Retype everything in the entries that follow, exactly as shown.

Records for this exercise below:

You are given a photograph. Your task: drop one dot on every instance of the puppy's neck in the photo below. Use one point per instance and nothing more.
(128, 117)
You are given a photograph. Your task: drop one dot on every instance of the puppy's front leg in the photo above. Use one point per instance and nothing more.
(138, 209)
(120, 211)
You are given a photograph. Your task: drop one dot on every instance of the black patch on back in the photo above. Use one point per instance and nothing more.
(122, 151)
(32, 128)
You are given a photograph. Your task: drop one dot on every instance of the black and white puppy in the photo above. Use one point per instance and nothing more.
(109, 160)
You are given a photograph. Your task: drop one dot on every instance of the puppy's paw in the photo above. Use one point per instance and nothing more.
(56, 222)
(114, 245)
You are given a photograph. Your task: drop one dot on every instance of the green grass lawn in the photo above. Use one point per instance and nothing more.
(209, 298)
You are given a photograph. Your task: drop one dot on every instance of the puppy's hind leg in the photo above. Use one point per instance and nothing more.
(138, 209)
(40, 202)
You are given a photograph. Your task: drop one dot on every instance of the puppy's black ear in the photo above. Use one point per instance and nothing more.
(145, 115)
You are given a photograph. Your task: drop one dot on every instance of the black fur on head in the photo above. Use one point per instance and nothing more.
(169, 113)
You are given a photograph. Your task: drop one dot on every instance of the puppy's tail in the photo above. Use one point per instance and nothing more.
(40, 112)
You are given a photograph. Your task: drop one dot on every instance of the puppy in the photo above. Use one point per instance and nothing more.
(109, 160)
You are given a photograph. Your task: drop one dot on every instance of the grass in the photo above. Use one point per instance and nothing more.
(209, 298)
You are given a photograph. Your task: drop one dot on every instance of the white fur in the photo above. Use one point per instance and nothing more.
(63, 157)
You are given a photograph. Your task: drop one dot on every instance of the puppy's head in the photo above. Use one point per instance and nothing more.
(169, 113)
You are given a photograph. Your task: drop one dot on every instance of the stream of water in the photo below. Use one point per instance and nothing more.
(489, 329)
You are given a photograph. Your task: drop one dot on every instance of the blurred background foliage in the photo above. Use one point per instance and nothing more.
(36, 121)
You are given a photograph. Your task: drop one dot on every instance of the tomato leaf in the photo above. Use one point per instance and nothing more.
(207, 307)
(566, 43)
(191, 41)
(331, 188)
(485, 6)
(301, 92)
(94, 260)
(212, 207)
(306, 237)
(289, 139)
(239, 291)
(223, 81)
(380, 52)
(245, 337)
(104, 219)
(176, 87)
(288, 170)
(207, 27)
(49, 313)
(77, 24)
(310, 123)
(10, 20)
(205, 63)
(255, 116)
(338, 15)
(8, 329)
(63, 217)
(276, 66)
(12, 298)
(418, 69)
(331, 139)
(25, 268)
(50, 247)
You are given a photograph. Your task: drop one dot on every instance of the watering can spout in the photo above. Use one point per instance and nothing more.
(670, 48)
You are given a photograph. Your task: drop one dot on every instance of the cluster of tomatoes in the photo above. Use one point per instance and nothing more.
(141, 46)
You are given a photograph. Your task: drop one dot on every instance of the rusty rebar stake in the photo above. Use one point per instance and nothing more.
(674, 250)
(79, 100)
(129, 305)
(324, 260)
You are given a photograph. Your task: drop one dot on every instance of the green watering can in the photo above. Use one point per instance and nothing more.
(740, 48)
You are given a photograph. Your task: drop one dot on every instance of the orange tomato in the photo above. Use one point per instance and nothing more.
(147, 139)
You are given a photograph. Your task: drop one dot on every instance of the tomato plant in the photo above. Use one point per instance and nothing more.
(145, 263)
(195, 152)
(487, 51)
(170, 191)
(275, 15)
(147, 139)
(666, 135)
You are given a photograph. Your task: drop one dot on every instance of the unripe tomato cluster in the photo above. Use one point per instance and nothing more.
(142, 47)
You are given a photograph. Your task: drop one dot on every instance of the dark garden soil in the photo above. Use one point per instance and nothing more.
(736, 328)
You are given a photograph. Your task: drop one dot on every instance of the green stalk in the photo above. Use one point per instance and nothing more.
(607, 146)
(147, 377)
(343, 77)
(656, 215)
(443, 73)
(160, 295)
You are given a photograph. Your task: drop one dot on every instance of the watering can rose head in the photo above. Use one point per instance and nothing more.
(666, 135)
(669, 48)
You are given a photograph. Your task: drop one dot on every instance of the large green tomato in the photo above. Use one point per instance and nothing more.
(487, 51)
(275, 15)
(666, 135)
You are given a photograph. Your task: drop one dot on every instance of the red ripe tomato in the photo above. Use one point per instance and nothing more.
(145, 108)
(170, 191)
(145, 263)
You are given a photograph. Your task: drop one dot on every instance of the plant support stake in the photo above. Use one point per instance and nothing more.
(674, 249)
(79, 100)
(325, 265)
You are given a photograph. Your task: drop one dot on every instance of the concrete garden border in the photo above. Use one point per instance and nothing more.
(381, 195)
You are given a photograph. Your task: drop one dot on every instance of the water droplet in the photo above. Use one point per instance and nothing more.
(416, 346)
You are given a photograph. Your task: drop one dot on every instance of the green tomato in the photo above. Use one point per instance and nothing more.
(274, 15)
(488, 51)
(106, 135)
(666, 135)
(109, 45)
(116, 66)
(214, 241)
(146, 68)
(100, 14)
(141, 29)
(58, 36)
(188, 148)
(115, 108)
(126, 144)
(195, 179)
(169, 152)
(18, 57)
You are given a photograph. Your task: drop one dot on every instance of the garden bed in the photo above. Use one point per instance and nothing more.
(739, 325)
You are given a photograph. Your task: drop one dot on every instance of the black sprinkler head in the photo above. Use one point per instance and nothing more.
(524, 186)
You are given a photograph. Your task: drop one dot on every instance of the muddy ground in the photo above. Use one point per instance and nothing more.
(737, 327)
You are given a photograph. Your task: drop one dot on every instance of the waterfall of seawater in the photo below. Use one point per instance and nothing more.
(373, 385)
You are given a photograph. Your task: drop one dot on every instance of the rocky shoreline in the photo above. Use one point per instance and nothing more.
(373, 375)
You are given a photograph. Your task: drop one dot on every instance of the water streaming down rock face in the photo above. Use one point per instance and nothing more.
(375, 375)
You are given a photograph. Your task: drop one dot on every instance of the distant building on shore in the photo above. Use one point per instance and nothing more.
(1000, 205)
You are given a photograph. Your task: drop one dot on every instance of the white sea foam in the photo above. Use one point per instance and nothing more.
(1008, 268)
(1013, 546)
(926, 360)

End of Records for this exercise.

__Finished exercise__.
You are given a photograph. Your task: drop one dot on every instance of the puppy's neck in the photo below. Use one point per instance and nothing more.
(128, 117)
You are given a photograph. Your task: drop one dot on every instance of the puppy's front leg in the photo above. Use one point per instance and nothing more.
(138, 209)
(120, 211)
You are given a photograph. Your task: drop one dot on every instance of the black patch on back in the photo above. Use one point per instance and nothing more.
(122, 151)
(32, 128)
You are given a photograph. Your task: drop one dot on every instance of the black and white puppy in the photo above. Use one point per instance and nothing more.
(109, 160)
You are given a photograph. Your task: drop one dot on every instance of the puppy's paw in the photo above. Use one point per instance and nothing more.
(56, 222)
(114, 245)
You are given a photograph. Your task: drop one dot on every instance of the green grass lawn in the photo above. Use one point per instance and nothing more.
(209, 298)
You are given a photograph. Your task: drop one dot on every instance of the puppy's hind leg in the photo above. Use one point per instance and nothing more.
(138, 209)
(40, 202)
You are given a photograph. Your task: drop one dot on every instance of the puppy's black ear in the photo above. Use one point per instance and nothing more.
(145, 115)
You are given a photograph. Your task: drop one dot on every instance of the black fur on head in the photo above. Use one point per instance and nothing more.
(169, 113)
You are given a photograph. Your task: drop one dot on every instance of the puppy's tail in the photo above. Use one point per instance and nothing more.
(40, 112)
You are given a photograph. Your task: drop one dot on every instance of the puppy in the photo above. Use one point per instance and nothing more.
(109, 160)
You are given a photograph. Your task: drop one dot on every instance of the grass in the photo above. Use one point per instance and nothing more.
(209, 298)
You are given a photograph. Your task: drop one dot on every instance of the white fur in the photo above. Use one point per instance and nothing more.
(63, 157)
You are given a photograph. Your task: drop one dot on every instance of the puppy's head in the photo above. Use one point per instance and nothing more.
(169, 113)
You are given a photograph. Your task: drop one dot on every instance of the stream of water in the photo below. Use one point per instance and nothing more.
(489, 329)
You are given a photograph. Your task: drop one dot on every instance of the blurred background foliage in the photo above. Use one point per instance and nothing more.
(36, 121)
You are given a photograph. Your task: drop one dot on every instance of the tomato leaf in the photo above. Use one point per instance and nothing more.
(207, 307)
(566, 43)
(191, 41)
(331, 188)
(485, 6)
(301, 92)
(94, 260)
(212, 207)
(306, 237)
(289, 139)
(239, 291)
(223, 81)
(380, 52)
(245, 337)
(104, 219)
(176, 87)
(288, 170)
(207, 27)
(49, 313)
(77, 24)
(310, 123)
(10, 20)
(205, 63)
(255, 116)
(338, 15)
(8, 329)
(63, 217)
(276, 66)
(12, 298)
(418, 69)
(331, 139)
(25, 268)
(50, 247)
You are given a photograph. Your task: drop one dot on every instance of the watering can spout in the photo above. Use one point per instance and nothing more.
(670, 48)
You are given a photograph. Your task: drop one dot on every instance of the cluster of tomatoes in the photo above. Use one point per instance and nothing more.
(141, 46)
You are given a photograph. Your task: drop one dot on every instance of the rusty rebar stake in the photo above. Use one point per instance and nothing more.
(674, 250)
(79, 100)
(129, 305)
(324, 260)
You are given a photograph. Your task: drop one dot on every instance of the green watering can in the photo above. Use one point per instance and nothing more.
(740, 48)
You are given a photograph. Your task: drop one dot on every instance of the orange tomato in the photo above. Use one point per instance and nothing more.
(147, 139)
You are given a photograph. Your task: drop one dot on every instance of the tomato plant in the photo above. Use one point per instance and nothing more.
(145, 263)
(195, 152)
(487, 51)
(170, 191)
(275, 15)
(147, 139)
(666, 135)
You are given a photograph. Your task: drop one dot on every instance of the unripe tomato cluster in the photo above. Use one point per instance and nothing more.
(142, 47)
You are given a photograph. Your task: drop one dot on every instance of the dark garden soil in the photo above. Use one point per instance and nothing more.
(736, 328)
You are given a photograph. Your task: drop one dot on every instance of the green stalk in the photo above. Use one point per instance and nothing more.
(607, 146)
(147, 377)
(343, 77)
(656, 215)
(443, 73)
(160, 295)
You are given a photograph. Your task: drop one dot on every instance of the watering can rose head in the photo above. Use one point per instance and nothing more.
(666, 135)
(669, 48)
You are given a photograph. Your task: drop one dot on every instance of the large green tomato in the photo above. Use one point per instance and nothing more.
(487, 51)
(275, 15)
(666, 135)
You are given a photograph. Your task: drop one dot on every instance of the red ripe tomato in the photo above. Use one point per instance and nothing more.
(145, 108)
(170, 191)
(145, 263)
You are given a photograph. Your task: drop one dot on every instance of the plant support stake in the photo above. Use one point per instance and nothing more.
(674, 249)
(79, 100)
(325, 265)
You are given a photograph. Your task: drop one dot on every instance of the concrete garden border in the photo above. Use one point per instance and nothing more.
(381, 195)
You are given a photograph. Your task: drop one dot on every instance of the water droplet in the photo above. Use one point per instance and nothing more.
(416, 346)
You are given a photograph. Your task: drop one dot on every instance of the green tomato in the photo above. Use one point per instance and nothing more.
(274, 15)
(488, 51)
(106, 135)
(666, 135)
(109, 45)
(116, 66)
(214, 241)
(146, 68)
(100, 14)
(141, 29)
(58, 36)
(188, 148)
(115, 108)
(126, 144)
(195, 179)
(169, 152)
(18, 57)
You are given a photograph. Your task: drop one dot on every instance of the garden bed in the photo above. Use one point per instance and nothing more.
(739, 325)
You are given a photograph. Your task: drop one dot on every instance of the black sprinkler head in the photo above. Use one point per instance and nothing more.
(524, 186)
You are given a photograph. Your task: drop one dot on every instance of the muddy ground in the photo above. Use one point per instance and nothing more.
(737, 327)
You are given a photograph. Your task: drop one dot on every instance of the waterfall of seawater in the photo below. Use one point per instance and nothing more.
(373, 385)
You are given a photograph. Your task: drop one dot on every instance of the rocky shoreline in the photo above. Use one point per instance and nothing more.
(373, 375)
You are given a photograph. Your task: drop one dot on every instance of the water streaming down rock face in the photo above. Use one point per instance and nothing more.
(375, 375)
You are given a photograph. Your task: drop one dot on every instance of the distant building on shore in the photo above. Use one point per instance and nothing more.
(1000, 205)
You are given a photograph. Your task: drop one dot on every instance of the white sea foam in the photo above. Use one point per instance and nothing more.
(1008, 268)
(1013, 546)
(926, 360)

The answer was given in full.